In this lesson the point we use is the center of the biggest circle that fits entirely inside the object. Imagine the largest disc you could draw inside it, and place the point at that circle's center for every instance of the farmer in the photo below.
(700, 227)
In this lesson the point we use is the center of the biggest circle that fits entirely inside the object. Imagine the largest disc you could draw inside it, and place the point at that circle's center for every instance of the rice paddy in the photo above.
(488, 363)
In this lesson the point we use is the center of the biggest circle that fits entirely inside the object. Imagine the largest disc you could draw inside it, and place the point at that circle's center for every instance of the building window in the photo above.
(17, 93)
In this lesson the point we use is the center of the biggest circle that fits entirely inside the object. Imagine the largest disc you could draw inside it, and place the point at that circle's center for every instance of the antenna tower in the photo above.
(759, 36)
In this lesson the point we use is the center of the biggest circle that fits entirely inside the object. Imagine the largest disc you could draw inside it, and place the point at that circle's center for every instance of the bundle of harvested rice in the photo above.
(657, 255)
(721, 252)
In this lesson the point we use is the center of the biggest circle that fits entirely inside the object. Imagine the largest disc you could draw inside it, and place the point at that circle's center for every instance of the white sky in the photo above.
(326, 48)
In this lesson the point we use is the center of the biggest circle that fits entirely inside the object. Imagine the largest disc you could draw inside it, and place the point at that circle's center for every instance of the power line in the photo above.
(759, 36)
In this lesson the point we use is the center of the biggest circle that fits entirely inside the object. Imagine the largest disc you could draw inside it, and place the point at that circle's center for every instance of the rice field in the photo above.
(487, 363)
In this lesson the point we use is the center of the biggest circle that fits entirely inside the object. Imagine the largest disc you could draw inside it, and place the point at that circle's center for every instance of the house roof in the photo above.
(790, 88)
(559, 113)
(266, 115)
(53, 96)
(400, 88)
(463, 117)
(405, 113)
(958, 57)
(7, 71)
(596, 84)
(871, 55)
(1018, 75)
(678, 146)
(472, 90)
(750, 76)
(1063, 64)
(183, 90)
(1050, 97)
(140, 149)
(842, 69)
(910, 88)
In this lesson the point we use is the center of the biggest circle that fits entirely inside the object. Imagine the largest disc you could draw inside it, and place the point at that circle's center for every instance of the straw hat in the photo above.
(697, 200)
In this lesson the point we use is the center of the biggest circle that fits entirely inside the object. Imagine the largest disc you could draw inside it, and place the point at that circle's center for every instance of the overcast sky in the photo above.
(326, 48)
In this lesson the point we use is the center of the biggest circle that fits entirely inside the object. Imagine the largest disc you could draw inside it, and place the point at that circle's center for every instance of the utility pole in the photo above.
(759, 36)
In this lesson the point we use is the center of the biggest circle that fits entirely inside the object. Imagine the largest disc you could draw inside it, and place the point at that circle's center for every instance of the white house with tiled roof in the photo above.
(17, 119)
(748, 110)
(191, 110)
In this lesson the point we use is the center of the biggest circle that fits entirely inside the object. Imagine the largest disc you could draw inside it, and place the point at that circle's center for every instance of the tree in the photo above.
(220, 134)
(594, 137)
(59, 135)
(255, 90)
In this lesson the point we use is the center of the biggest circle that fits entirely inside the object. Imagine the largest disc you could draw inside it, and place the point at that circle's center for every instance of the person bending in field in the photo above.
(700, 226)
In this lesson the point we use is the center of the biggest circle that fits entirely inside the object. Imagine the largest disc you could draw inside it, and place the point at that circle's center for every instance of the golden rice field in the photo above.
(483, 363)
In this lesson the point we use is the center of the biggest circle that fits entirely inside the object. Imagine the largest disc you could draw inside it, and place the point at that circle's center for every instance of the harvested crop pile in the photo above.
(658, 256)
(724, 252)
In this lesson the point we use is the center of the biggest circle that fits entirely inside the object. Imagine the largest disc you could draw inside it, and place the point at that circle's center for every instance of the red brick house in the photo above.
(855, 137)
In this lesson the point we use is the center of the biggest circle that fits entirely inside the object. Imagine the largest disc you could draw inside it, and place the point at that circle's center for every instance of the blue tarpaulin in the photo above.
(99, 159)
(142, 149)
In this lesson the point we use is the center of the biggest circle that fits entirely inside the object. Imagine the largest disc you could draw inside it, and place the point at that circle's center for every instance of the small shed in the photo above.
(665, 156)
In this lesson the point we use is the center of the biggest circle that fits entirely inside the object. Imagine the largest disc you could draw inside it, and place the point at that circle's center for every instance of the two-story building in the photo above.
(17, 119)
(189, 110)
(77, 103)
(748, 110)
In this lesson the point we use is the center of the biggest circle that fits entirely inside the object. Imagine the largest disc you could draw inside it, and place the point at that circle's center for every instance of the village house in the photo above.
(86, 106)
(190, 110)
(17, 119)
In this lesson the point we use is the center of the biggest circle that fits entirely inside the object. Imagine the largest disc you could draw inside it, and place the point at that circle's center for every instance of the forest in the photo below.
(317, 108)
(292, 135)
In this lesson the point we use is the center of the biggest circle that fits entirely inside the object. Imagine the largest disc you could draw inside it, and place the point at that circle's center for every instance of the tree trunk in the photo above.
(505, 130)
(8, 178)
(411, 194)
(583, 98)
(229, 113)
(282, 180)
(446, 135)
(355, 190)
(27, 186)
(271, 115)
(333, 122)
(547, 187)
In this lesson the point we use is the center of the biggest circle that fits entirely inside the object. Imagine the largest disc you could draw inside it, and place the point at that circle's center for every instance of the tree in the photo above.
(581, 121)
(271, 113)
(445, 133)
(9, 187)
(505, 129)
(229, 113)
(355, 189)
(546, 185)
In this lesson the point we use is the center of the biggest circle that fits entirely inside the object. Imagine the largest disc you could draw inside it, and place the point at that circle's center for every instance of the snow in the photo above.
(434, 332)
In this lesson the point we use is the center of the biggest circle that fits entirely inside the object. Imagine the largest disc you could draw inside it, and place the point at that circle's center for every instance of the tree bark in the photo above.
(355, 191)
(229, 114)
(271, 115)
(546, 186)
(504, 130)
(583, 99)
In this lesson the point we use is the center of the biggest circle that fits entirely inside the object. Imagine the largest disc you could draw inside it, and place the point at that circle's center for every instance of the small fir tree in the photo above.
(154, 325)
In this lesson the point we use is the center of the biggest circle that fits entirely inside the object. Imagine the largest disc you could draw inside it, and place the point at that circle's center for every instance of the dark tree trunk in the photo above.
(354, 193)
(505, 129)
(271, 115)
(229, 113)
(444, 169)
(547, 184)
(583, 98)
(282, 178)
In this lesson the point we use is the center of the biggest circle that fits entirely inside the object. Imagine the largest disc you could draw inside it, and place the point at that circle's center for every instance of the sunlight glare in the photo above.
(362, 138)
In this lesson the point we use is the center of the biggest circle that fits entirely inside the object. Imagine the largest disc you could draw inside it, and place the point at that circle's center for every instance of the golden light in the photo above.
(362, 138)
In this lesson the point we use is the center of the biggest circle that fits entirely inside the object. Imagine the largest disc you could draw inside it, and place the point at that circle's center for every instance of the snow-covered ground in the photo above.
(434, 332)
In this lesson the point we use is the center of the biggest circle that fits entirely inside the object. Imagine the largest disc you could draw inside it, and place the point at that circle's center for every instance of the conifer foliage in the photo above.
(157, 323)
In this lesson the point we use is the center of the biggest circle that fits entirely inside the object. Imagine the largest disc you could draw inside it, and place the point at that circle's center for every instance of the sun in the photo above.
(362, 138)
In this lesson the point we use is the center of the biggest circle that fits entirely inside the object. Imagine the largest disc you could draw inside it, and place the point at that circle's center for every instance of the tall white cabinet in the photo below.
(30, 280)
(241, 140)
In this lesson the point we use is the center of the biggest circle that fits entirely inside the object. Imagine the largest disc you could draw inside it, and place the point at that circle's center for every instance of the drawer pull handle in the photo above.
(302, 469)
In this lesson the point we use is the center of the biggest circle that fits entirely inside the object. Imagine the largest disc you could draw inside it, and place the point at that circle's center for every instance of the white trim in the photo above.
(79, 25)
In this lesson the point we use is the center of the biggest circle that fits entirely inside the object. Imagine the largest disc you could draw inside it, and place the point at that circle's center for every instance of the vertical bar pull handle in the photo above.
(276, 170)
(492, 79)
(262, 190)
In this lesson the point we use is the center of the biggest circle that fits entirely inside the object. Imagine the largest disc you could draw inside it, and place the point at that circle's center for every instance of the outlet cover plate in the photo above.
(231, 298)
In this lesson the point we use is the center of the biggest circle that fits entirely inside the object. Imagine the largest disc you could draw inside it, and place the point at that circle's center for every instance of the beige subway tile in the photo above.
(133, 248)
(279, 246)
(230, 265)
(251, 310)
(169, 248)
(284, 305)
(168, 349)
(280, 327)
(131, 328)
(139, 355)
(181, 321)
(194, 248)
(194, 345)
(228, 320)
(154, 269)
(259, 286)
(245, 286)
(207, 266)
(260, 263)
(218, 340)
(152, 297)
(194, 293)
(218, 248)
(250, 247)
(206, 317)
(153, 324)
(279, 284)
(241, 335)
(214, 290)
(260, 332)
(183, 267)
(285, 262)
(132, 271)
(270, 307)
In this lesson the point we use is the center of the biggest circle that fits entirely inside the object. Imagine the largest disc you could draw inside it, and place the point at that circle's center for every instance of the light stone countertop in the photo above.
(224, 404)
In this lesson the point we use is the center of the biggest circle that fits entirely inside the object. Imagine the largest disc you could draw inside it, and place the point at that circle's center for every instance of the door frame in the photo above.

About this task: Using the records above, copy exactly the lines from the one containing "countertop in the photo above." through the last, inclusive, and nothing else.

Result:
In this lesson the point we use is the center of the biggest circle that fits entirely inside the object. Imagine the largest disc you could draw inside it, and place the point at that circle's center for every instance of the light stone countertop in the photo above.
(224, 404)
In this lesson the point we use is the center of the biggest circle that fits entirely inside the object. Imagine the largest disc you could draw inside it, and place the point at that circle's center for every instance of the door frame in the photo above.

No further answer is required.